● Work required:
Within the entries below, the lines from the one with "Target: white vinyl fence" through the one with "Note. One marker is placed on each instance of the palm" are to be set down exactly, both ends kept.

--

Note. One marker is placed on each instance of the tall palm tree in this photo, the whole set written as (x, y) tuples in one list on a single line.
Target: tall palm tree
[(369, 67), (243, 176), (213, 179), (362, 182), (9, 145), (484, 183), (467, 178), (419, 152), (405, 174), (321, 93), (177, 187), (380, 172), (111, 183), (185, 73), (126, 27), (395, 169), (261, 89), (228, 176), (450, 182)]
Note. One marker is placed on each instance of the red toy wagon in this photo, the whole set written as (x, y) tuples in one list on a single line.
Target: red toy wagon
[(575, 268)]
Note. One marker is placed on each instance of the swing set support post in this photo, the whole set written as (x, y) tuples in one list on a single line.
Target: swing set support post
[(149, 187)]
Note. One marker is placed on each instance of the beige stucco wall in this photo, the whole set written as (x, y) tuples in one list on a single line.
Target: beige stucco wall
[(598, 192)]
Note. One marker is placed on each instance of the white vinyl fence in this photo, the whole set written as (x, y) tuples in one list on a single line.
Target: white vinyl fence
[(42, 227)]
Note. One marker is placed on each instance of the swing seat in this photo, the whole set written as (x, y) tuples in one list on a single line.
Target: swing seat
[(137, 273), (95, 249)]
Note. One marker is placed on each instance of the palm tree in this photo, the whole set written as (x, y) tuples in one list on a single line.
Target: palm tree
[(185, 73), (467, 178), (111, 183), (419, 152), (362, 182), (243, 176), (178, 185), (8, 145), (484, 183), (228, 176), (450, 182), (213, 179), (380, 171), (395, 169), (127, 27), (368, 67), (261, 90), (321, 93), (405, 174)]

--

● Response:
Target: white vinyl fence
[(42, 227)]
Note. One marker is placed on each instance of the swing seat in this photo, the whole set written as (x, y) tuples in one list on a single line.
Target: swing seat
[(137, 273), (95, 249)]
Note. One marker is placed on each instance of the palm tree in this photo, the whole set written as (x, y) tuples in one list on a single line.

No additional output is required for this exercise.